Copy the rows below, substituting "coarse mask" for every occurrence of "rough mask" and changing nothing else.

*DATA IN THIS EXERCISE*:
=== Begin Enclosure ===

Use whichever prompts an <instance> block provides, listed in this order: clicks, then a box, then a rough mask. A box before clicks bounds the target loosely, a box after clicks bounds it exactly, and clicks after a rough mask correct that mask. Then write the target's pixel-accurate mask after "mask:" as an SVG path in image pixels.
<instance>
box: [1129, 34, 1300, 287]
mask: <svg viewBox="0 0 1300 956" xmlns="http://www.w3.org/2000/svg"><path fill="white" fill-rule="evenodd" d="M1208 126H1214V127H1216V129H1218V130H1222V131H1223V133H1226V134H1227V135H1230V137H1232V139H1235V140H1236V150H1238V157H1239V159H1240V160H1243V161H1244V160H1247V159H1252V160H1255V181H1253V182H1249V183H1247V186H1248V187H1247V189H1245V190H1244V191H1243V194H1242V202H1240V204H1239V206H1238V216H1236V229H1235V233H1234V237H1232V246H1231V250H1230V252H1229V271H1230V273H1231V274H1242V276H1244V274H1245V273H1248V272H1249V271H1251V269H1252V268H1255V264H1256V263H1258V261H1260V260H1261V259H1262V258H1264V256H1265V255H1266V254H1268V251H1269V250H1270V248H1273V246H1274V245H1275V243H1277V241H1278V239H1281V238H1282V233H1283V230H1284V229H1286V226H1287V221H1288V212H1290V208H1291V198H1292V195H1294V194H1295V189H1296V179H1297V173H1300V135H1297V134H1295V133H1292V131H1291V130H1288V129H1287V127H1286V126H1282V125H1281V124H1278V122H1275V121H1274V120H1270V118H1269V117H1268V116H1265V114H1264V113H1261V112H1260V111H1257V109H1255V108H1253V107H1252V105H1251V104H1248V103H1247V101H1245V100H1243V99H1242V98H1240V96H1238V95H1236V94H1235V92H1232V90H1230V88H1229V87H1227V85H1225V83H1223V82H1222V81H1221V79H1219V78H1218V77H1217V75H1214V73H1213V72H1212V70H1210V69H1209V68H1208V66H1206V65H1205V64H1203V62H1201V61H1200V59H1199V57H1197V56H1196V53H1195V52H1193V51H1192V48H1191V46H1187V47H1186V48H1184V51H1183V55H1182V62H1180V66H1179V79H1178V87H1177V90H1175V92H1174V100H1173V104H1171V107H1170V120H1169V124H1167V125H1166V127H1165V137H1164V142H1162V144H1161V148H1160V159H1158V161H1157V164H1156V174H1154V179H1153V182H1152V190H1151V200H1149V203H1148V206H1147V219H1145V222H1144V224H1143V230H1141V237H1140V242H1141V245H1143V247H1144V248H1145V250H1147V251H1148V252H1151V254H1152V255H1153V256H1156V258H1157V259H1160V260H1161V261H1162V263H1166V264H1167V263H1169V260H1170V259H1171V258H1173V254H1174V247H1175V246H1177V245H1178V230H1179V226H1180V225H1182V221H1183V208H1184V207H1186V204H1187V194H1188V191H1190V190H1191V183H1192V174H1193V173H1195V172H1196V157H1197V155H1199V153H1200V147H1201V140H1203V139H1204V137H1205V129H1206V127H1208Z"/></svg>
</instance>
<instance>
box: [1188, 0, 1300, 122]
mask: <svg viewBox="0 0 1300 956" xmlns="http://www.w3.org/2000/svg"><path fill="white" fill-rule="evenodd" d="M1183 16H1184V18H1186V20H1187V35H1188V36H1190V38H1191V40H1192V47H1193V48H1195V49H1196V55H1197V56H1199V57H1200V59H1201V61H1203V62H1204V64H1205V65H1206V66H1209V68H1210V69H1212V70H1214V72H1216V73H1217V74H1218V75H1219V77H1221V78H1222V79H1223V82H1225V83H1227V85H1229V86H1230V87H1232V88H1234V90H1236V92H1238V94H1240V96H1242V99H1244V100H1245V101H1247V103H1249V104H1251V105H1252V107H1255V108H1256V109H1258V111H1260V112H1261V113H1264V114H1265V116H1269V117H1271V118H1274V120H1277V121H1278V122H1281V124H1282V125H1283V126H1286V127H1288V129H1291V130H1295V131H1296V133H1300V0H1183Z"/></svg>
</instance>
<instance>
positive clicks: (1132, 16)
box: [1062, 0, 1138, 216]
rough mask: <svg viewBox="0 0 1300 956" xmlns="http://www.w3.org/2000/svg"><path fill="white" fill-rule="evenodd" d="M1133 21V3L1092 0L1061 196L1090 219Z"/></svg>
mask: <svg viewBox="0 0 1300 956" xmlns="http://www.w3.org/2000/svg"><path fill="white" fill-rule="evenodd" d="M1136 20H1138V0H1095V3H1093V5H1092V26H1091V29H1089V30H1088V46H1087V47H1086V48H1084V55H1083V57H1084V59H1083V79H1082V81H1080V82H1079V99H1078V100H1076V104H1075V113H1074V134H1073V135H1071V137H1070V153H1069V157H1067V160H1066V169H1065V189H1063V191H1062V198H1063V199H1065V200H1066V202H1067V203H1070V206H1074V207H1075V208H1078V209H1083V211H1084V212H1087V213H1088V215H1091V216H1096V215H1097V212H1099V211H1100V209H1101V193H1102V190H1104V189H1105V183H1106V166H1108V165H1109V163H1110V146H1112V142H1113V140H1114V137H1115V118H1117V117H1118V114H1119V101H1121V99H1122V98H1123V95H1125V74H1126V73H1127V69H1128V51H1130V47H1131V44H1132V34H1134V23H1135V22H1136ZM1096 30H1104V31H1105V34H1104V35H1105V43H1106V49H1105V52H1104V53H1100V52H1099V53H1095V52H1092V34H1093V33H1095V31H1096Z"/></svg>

=== End Enclosure ===

*RESULT FOR THIS EXERCISE*:
Use whichever prompts an <instance> block provides, listed in this order: clicks, then a box, then a coarse mask. A box before clicks bounds the target loosely, a box after clicks bounds it exactly, and clicks after a coarse mask correct that mask. Then write the target's pixel-accurate mask after "mask:" as an SVG path in image pixels.
<instance>
box: [1129, 34, 1300, 287]
mask: <svg viewBox="0 0 1300 956" xmlns="http://www.w3.org/2000/svg"><path fill="white" fill-rule="evenodd" d="M1208 126H1214V127H1216V129H1218V130H1222V131H1223V133H1226V134H1227V135H1230V137H1232V139H1235V140H1236V150H1238V157H1239V159H1240V160H1243V161H1244V160H1247V159H1252V160H1255V181H1253V182H1249V183H1247V186H1248V187H1247V189H1245V190H1244V191H1243V194H1242V202H1240V204H1239V206H1238V216H1236V229H1235V233H1234V237H1232V246H1231V250H1230V252H1229V271H1230V273H1231V274H1242V276H1244V274H1245V273H1248V272H1249V271H1251V269H1252V268H1255V264H1256V263H1258V261H1260V260H1261V259H1262V258H1264V256H1265V255H1266V254H1268V251H1269V250H1270V248H1273V246H1274V245H1275V243H1277V241H1278V239H1281V238H1282V233H1283V230H1284V229H1286V226H1287V221H1288V212H1290V208H1291V198H1292V195H1294V194H1295V189H1296V179H1297V173H1300V135H1297V134H1295V133H1292V131H1291V130H1288V129H1287V127H1286V126H1282V125H1281V124H1278V122H1275V121H1274V120H1270V118H1269V117H1268V116H1265V114H1264V113H1261V112H1260V111H1257V109H1255V108H1253V107H1252V105H1251V104H1248V103H1247V101H1245V100H1243V99H1242V98H1240V96H1238V95H1236V94H1235V92H1232V90H1230V88H1229V87H1227V85H1225V83H1223V82H1222V81H1221V79H1219V78H1218V77H1217V75H1214V73H1213V72H1212V70H1210V69H1209V68H1208V66H1206V65H1205V64H1203V62H1201V61H1200V59H1199V57H1197V56H1196V53H1195V52H1193V51H1192V48H1191V46H1187V47H1186V48H1184V51H1183V55H1182V62H1180V66H1179V79H1178V87H1177V90H1175V92H1174V100H1173V104H1171V107H1170V120H1169V124H1167V125H1166V127H1165V137H1164V142H1162V144H1161V148H1160V159H1158V161H1157V164H1156V174H1154V179H1153V182H1152V190H1151V200H1149V203H1148V206H1147V219H1145V222H1144V224H1143V230H1141V237H1140V242H1141V245H1143V247H1144V248H1145V250H1147V251H1148V252H1151V254H1152V255H1153V256H1156V258H1157V259H1160V260H1161V261H1162V263H1166V264H1167V263H1169V260H1170V259H1171V258H1173V254H1174V247H1175V246H1177V245H1178V230H1179V226H1180V225H1182V221H1183V208H1184V207H1186V204H1187V194H1188V191H1190V190H1191V183H1192V174H1193V173H1195V172H1196V157H1197V155H1199V153H1200V147H1201V140H1203V139H1204V137H1205V129H1206V127H1208Z"/></svg>
</instance>
<instance>
box: [1188, 0, 1300, 122]
mask: <svg viewBox="0 0 1300 956" xmlns="http://www.w3.org/2000/svg"><path fill="white" fill-rule="evenodd" d="M1183 16H1184V18H1186V20H1187V35H1188V36H1190V38H1191V40H1192V47H1193V48H1195V49H1196V55H1197V56H1199V57H1200V59H1201V61H1203V62H1204V64H1205V65H1206V66H1209V68H1210V69H1212V70H1214V72H1216V73H1217V74H1218V75H1219V77H1221V78H1222V79H1223V82H1225V83H1227V85H1229V86H1230V87H1232V88H1234V90H1236V92H1238V94H1240V96H1242V99H1244V100H1245V101H1247V103H1249V104H1251V105H1252V107H1255V108H1256V109H1258V111H1260V112H1261V113H1264V114H1265V116H1269V117H1271V118H1274V120H1277V121H1278V122H1281V124H1282V125H1283V126H1286V127H1288V129H1291V130H1295V131H1296V133H1300V0H1183Z"/></svg>
</instance>
<instance>
positive clicks: (1132, 16)
box: [1062, 0, 1138, 216]
coarse mask: <svg viewBox="0 0 1300 956" xmlns="http://www.w3.org/2000/svg"><path fill="white" fill-rule="evenodd" d="M1133 21V3L1092 0L1061 196L1090 219Z"/></svg>
mask: <svg viewBox="0 0 1300 956" xmlns="http://www.w3.org/2000/svg"><path fill="white" fill-rule="evenodd" d="M1136 20H1138V0H1095V3H1093V5H1092V26H1091V29H1089V30H1088V46H1087V47H1086V48H1084V55H1083V57H1084V59H1083V79H1082V81H1080V82H1079V99H1078V100H1076V104H1075V113H1074V134H1073V135H1071V137H1070V153H1069V157H1067V160H1066V169H1065V189H1063V191H1062V198H1063V199H1065V200H1066V202H1067V203H1070V206H1074V207H1075V208H1078V209H1083V211H1084V212H1087V213H1088V215H1091V216H1096V215H1097V212H1099V211H1100V209H1101V193H1102V190H1104V189H1105V183H1106V166H1108V165H1109V163H1110V146H1112V142H1113V140H1114V137H1115V118H1117V117H1118V114H1119V101H1121V99H1122V98H1123V95H1125V74H1126V73H1127V69H1128V51H1130V47H1131V44H1132V34H1134V23H1135V22H1136ZM1096 30H1104V31H1105V34H1104V35H1105V43H1106V49H1105V52H1104V53H1100V52H1099V53H1095V52H1092V34H1093V33H1095V31H1096Z"/></svg>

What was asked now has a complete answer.